**题目**
请把下方阅读短文中的这句话译成英文:“这场战争的结果最终决定了谁是主宰天下局势、完成统一大业的真正主人。”

**阅读短文**
......

公元前259年,就在嬴秦王室的一个伟大子孙——嬴政带着一声响亮的啼哭降临人间之时,他的祖国秦国刚刚结束了同中原强国——赵国在长平战场上空前激烈的会战厮杀。这场战争的结果最终决定了谁是主宰天下局势、完成统一大业的真正主人。
经过商鞅变法改革、数代国君整整一百年的奋斗开拓和不懈努力,此时的秦国已经发展为首屈一指的超级军事强国,可以任意对东方任何一个国家发动强大凶猛的军事攻势并取得最后的胜利。当时的魏国已经一蹶不振,齐国衰势明显,韩国惟求自保,燕国偏处北方,楚国内乱不已,惟一能与秦国分庭抗礼、一决雌雄的只剩下一个赵国了。赵国自赵武灵王倡导胡服骑射、进行军事改革后,国势大盛,灭中山,破林胡,击楼烦,拓地千里,名将辈出,兵强马壮,且曾在阏与战役中大败秦军,威震东方。当时人评价说:“当今之时,山东之建国,莫如赵强。赵地方二千里,带甲数十万,车千乘,骑万匹,粟支十年。”(《战国策·赵策二》)秦国军队要席卷东方大地,实现统一天下的愿望,就必须首先击败赵国,拔除东进道路上的这一严重军事障碍。

......

**材料**

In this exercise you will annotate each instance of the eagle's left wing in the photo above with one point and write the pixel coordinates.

......

**完整答案**
The outcome of this war ultimately decided who would be the true master, the one to dominate the affairs of the realm and accomplish the great cause of unification.